* [Selected text]

+ + + +

Cleaning up your work area is always both a physical and a mental exercise. There is nothing more liberating than to be able to walk from your desk to the door in a straight line without running a slalom course of papers, boxes and other things. Now, things weren't quite as bad as i make them sound here, but straightening the physical things around you actually does help you get things straight in your mind as well - and i need all the help with that I can get.
Another thing you have to deal with when cleaning is the 'do i really need this, can i give it away, or is it just garbage?' question about things. Ever since Seraphim and I met one of the most mind boggling things she's had to deal with was my fansubs collection. Her first reaction years ago to the four bookshelves of VHS tapes was "you have got to be kidding me."
I first started collecting fansubs and tapes of raw off-tv anime many years ago, long before people were spoiled by the easy ability of digisubs (digital fansubs). At it's height, my fansubs collection - which was about half subs and half raw untranslated anime - totaled over 500 vhs tapes. That took a lot of shelf space. :) I stopped collecting fansubs about six years ago (for various reasons, expense mostly). The size of this 'static' collection has been getting smaller and smaller as I cull it occasionally. Several years ago i threw away almost 300 tapes. The remaining 200 have been culled here and there, but it still took up most of an entire shelf unit
The first things to go were tapes that I knew i'd never watch. I knew that i'd never actually sit and watch the entire season of Revolutionary Girl Utena or VS Lamune and 40 Fire in raw japanese (no offense to Utena or Lamune fans ^^;;). Some shows i'd never sit thru again, like Ganbaristo Shun! or YAT Anshin. These all went in the bin years ago. I still had a core group of tapes that I was reluctant to let go.
Now, Fansub ethics is pretty straight forward, at least for old school fansubber types like myself. Anime is *not* a free hobby, fansubs are NOT a cheap alternative to getting the real thing. The idea behind fansubbing was to translate and subtitle a series so fans could promote awareness of it and have access to shows that were unavailable outside of Japan. Once the rights to a series are purchased, you are supposed to stop distribution and delete or destroy the subs. In it's purest form, you were supposed to buy the american release when it came out as well, if you watched it.

+ + + +

Raw records:
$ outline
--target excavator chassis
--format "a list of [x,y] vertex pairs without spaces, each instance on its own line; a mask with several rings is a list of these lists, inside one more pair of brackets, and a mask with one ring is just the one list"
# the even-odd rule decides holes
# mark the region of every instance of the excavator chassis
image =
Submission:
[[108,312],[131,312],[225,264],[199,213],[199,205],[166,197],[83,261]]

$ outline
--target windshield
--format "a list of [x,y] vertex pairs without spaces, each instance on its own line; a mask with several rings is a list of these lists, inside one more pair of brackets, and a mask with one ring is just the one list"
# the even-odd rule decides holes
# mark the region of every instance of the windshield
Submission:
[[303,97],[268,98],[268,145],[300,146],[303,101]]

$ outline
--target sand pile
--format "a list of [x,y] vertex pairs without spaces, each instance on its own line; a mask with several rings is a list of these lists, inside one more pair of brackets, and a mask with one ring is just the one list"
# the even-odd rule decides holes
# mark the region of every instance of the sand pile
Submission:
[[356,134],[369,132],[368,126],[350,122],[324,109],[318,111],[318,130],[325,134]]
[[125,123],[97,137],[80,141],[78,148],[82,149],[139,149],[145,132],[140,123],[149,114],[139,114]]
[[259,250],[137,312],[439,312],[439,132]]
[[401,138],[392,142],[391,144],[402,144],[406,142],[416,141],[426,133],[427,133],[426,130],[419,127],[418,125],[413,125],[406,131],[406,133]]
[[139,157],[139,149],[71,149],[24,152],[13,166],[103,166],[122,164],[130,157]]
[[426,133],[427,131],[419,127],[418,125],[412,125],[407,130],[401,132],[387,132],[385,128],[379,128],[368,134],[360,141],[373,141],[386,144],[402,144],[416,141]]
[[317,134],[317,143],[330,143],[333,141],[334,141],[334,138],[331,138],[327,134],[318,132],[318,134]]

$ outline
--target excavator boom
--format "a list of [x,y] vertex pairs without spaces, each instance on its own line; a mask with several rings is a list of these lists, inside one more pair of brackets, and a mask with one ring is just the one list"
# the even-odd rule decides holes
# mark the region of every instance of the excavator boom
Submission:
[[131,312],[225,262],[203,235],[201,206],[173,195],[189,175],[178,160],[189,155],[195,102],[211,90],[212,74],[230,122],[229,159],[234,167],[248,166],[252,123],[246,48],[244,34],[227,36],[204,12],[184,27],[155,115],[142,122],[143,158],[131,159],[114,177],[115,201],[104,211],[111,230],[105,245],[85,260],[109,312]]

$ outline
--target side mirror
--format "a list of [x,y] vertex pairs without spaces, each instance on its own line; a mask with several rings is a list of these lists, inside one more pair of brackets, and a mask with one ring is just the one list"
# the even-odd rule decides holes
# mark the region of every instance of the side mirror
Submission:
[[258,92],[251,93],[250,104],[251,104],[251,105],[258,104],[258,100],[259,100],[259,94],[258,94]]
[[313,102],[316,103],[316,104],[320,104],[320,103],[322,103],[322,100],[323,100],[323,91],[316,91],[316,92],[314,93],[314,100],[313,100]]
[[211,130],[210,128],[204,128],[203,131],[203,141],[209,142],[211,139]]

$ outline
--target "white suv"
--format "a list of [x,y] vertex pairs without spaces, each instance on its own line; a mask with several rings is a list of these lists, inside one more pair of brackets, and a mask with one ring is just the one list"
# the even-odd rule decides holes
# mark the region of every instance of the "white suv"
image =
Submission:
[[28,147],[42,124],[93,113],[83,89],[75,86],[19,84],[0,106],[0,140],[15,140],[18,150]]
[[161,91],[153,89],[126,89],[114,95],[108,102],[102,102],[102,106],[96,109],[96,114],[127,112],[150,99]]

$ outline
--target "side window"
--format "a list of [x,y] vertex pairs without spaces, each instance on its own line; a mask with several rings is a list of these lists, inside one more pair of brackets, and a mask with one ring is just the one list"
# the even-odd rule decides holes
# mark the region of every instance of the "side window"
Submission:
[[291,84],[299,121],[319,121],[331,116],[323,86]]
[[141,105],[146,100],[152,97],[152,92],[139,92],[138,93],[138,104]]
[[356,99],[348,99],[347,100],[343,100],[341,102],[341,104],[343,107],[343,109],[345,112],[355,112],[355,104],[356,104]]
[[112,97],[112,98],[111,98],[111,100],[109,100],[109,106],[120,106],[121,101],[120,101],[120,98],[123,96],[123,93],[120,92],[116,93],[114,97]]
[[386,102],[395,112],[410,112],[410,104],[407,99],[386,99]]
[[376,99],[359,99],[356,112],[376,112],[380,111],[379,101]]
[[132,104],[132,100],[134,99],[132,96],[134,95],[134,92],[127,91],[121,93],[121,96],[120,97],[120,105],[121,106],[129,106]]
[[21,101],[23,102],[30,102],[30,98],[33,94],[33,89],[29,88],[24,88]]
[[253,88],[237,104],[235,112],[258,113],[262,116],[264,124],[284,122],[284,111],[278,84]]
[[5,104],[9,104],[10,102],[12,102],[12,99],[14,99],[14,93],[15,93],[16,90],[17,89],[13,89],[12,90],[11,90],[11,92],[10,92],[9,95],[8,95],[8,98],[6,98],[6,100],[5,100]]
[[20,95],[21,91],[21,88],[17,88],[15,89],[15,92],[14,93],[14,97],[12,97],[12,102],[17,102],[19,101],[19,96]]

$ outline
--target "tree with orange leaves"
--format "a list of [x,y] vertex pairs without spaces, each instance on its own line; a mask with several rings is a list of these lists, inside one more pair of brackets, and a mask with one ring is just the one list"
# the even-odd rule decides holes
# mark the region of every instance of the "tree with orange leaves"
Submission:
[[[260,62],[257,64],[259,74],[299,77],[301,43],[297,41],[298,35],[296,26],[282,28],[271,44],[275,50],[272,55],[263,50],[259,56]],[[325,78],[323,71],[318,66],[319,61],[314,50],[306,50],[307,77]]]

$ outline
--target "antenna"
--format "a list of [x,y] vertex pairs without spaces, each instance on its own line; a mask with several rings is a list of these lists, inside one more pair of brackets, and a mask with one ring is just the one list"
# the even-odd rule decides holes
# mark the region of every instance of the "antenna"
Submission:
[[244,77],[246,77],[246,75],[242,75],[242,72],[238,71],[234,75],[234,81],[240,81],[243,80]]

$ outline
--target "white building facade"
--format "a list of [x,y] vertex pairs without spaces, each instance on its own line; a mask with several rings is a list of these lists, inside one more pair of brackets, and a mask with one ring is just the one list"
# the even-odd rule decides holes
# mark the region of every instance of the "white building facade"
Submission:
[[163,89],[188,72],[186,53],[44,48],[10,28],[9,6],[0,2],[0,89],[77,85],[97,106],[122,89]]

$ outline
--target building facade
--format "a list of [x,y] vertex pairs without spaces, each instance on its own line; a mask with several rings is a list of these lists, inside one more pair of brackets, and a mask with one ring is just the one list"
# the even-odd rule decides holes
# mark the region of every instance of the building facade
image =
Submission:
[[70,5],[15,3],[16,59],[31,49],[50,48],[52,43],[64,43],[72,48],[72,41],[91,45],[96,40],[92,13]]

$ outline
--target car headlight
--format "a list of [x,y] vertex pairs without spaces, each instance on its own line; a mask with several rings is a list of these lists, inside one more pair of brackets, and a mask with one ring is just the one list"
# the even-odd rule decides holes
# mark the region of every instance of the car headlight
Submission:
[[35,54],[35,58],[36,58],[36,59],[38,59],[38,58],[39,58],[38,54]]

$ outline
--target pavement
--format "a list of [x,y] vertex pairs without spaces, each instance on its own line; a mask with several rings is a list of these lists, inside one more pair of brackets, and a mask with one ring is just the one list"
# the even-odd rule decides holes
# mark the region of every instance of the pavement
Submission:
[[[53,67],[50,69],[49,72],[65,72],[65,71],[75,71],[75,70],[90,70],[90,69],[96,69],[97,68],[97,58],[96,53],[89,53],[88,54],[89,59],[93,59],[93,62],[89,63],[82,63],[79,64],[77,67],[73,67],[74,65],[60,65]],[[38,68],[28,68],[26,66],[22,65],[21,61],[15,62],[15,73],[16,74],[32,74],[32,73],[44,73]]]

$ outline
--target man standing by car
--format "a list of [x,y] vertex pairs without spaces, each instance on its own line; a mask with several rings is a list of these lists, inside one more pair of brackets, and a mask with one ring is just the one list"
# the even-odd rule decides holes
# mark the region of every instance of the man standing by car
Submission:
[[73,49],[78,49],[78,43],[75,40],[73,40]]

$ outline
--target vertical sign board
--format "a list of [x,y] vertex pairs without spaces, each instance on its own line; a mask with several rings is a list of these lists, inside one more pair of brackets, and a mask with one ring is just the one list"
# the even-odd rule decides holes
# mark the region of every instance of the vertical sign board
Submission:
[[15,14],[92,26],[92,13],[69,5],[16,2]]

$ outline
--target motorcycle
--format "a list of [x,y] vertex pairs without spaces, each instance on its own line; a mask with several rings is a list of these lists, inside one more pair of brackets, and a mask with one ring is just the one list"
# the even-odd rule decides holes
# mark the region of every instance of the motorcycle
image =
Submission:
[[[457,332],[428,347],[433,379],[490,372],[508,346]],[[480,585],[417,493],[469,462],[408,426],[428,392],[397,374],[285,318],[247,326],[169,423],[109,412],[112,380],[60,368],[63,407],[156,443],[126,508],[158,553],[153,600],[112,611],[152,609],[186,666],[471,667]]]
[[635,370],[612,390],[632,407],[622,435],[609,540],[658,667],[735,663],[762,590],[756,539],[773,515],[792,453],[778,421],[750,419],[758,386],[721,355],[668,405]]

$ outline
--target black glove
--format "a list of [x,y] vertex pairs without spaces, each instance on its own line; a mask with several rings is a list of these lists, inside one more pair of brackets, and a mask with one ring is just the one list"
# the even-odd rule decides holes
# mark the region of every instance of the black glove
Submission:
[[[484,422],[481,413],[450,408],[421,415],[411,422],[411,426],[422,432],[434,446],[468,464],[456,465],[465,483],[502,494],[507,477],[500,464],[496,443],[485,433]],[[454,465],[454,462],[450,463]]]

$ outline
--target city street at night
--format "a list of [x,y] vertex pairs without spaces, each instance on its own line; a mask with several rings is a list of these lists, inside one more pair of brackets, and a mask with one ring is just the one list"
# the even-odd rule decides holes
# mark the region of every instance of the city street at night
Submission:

+ + + +

* [Requirements]
A - According to the passage about the fansub collection, how many VHS tapes did the collection total at its height?
B - Extend the passage about the fansub collection, picking up right after its final sentence.
The raw records play no part in this work.

* [Results in order]
A - Over 500 VHS tapes.

B -
Real life has few true black and whites, most things have various shades of grey. The fansub debate has been so horribly beat to death that it's almost a joke. Fansubbing's current form, Digisubbing, is tolerated by anime companies as long as it stays a lighter shade of grey.
I took a hard look at some of my favorite fansubs which were now out on DVD and decided it was time that they had to go. Technically, i haven't broken any fansub codes because i haven't WATCHED any of the damn things in years. I kept the tapes more out of habit, in case i felt like watching them again. After all, replacing all of these with DVDs would be expensive. Of course, I haven't exactly been in a position where i could just go out and do that. The 'i don't have enough money, its too expensive!' excuse, right? Old as the hills. Heard it a zillion times. Doesn't make it right.
Honestly, the old fansubbing days are truly gone. Most anime that is decent at all WILL come out domestically these days (like Haibane Renmei, which Pioneer announced recently - be good little boys and girls and buy the dvds when they come out, people ^_^), and in most cases the DVDs are well done and well produced. What most of you don't realise is just how incredibly fsking cool it is that so much is available these days. Back when I started watching anime, it was just one rack of tapes at the local Suncoast. There were so many shows that I would have bought on the spot, but the only way to get them was find the fansubs. Anime fans don't have that problem anymore. Fansubbing and the fansub community did its job, and did it well. Anime is more popular than ever, and enough so that even many obscure anime series are available on DVD. It's what we all wanted years ago.
Digisubbing has it's own place in todays anime culture. Some good, some bad - It relies more heavily than ever on the ethics of fans. If it wasn't for digisubs, how many people who know the story behind Kanon? Even so, you must remember, it's not free entertainment. There are people just like me who sweat blood and tears and who's livelihood increasingly relies on a series to not only doing well in Japan, but here in the states as well. That's the future of anime on the global scale, and this is a good thing.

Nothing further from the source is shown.